Northern Meridiani Etched Terrain and Hematite Plains Contact
NASA/JPL-Caltech/UArizona
Northern Meridiani Etched Terrain and Hematite Plains Contact
PSP_002324_1815  Science Theme: Geologic Contacts/Stratigraphy
This observation shows the contact between the hematite bearing plains and etched terrain in northern Meridiani Planum.

The hematite bearing plains (exposed at the bottom left of the full image) are dark, smooth and full of dune fields. This unit is laterally extensive and the same unit that the Mars Exploration Rover Opportunity was sitting on about 400 kilometers to the southwest (in 2007). Based on observations by Opportunity, this unit is interpreted to be a thin aeolian (wind-blown) mantle of basaltic sand and hematite concretions sitting on the etched terrain.

■ Objective ■
Copy the passage of the Meridiani Planum description between "The hematite bearing plains (exposed" and "the etched terrain.", inclusive, word for word.

■ Stored records ■

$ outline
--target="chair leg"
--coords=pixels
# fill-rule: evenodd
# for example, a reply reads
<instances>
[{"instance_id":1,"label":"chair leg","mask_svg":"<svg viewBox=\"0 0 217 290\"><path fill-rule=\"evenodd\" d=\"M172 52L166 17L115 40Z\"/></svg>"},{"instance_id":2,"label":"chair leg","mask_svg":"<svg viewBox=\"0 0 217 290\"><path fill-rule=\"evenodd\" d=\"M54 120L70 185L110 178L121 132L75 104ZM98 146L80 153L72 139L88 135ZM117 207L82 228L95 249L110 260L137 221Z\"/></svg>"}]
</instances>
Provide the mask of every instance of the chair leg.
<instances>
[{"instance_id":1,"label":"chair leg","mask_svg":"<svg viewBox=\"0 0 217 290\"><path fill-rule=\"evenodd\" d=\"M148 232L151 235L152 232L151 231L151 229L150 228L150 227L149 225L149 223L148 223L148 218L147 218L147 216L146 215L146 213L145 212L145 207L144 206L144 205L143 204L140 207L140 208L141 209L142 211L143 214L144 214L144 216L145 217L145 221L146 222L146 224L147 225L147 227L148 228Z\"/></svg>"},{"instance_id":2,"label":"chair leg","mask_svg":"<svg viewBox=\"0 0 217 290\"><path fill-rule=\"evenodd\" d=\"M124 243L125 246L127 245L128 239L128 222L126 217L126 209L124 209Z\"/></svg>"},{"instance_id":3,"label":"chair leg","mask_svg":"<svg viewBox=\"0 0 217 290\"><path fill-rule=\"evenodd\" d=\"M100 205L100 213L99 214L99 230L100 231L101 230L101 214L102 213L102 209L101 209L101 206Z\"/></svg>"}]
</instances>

■ Written response ■
The hematite bearing plains (exposed at the bottom left of the full image) are dark, smooth and full of dune fields. This unit is laterally extensive and the same unit that the Mars Exploration Rover Opportunity was sitting on about 400 kilometers to the southwest (in 2007). Based on observations by Opportunity, this unit is interpreted to be a thin aeolian (wind-blown) mantle of basaltic sand and hematite concretions sitting on the etched terrain.